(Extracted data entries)
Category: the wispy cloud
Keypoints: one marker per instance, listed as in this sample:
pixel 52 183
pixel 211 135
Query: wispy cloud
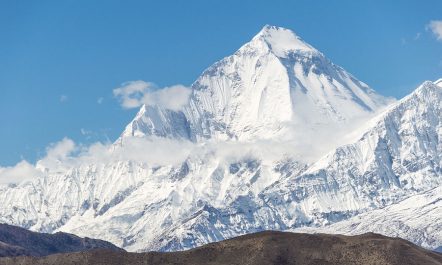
pixel 133 94
pixel 20 172
pixel 63 98
pixel 436 28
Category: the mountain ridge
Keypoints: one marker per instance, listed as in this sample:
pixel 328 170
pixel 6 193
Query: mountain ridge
pixel 240 110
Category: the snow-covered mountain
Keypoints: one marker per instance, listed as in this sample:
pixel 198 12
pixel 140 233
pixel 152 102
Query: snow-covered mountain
pixel 275 93
pixel 274 85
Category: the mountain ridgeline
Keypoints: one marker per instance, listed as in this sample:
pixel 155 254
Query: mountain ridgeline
pixel 348 159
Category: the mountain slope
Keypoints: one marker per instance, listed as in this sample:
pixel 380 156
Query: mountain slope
pixel 16 241
pixel 237 186
pixel 265 248
pixel 275 85
pixel 415 219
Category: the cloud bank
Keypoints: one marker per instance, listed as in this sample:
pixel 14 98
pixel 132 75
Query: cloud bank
pixel 133 94
pixel 436 28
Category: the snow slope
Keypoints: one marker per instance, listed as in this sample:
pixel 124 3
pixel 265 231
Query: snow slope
pixel 275 93
pixel 416 219
pixel 275 86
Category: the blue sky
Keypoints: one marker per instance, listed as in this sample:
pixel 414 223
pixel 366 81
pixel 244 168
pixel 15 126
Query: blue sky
pixel 60 60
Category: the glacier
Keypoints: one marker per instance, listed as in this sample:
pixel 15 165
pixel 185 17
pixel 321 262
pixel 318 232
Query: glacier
pixel 279 138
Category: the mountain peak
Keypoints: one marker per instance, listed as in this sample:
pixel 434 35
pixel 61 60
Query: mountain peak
pixel 282 41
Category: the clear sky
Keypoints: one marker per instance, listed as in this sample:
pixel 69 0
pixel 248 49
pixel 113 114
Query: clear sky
pixel 60 60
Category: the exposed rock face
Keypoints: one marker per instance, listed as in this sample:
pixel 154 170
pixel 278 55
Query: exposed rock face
pixel 16 241
pixel 262 249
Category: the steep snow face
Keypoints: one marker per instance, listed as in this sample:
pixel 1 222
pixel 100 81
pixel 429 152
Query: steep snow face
pixel 207 198
pixel 396 157
pixel 415 219
pixel 153 120
pixel 274 86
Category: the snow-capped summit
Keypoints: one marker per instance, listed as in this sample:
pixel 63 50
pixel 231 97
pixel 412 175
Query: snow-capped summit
pixel 276 85
pixel 282 41
pixel 260 92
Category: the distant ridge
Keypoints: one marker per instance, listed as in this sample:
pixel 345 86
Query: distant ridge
pixel 262 249
pixel 16 241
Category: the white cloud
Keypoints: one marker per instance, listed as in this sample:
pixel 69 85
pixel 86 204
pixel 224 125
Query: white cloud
pixel 133 94
pixel 20 172
pixel 63 98
pixel 58 155
pixel 436 27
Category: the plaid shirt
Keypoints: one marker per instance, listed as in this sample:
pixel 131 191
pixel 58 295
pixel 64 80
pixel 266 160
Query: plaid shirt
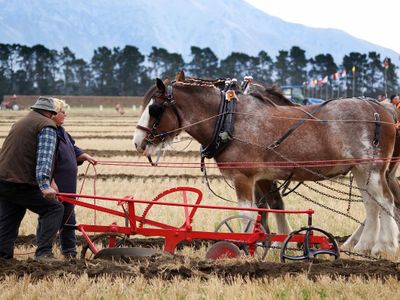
pixel 45 152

EXERCISE GOAL:
Print only the lines from the first line of the data above through the one containing "pixel 380 156", exactly as they are, with pictures omitted.

SOLUTION TO THIS TASK:
Category: the wispy cloud
Keypoints: one marker per instance, listed as in this sample:
pixel 52 183
pixel 211 135
Query: wispy cloud
pixel 133 94
pixel 20 172
pixel 63 98
pixel 436 28
Category: the mountain ridge
Keypoints: one marker per instance, listed as in this sample:
pixel 328 170
pixel 6 193
Query: mountain ridge
pixel 240 110
Category: the snow-covered mountain
Keypoints: one marker per instance, listed as in this sample:
pixel 198 12
pixel 140 233
pixel 152 102
Query: snow-covered mountain
pixel 275 93
pixel 274 85
Category: the mountain ridgeline
Keypoints: one marker per instance, listed as in this sample:
pixel 155 254
Query: mountain ridgeline
pixel 348 159
Category: the mountain slope
Keypoints: one marker per instance, listed as in this sample:
pixel 380 156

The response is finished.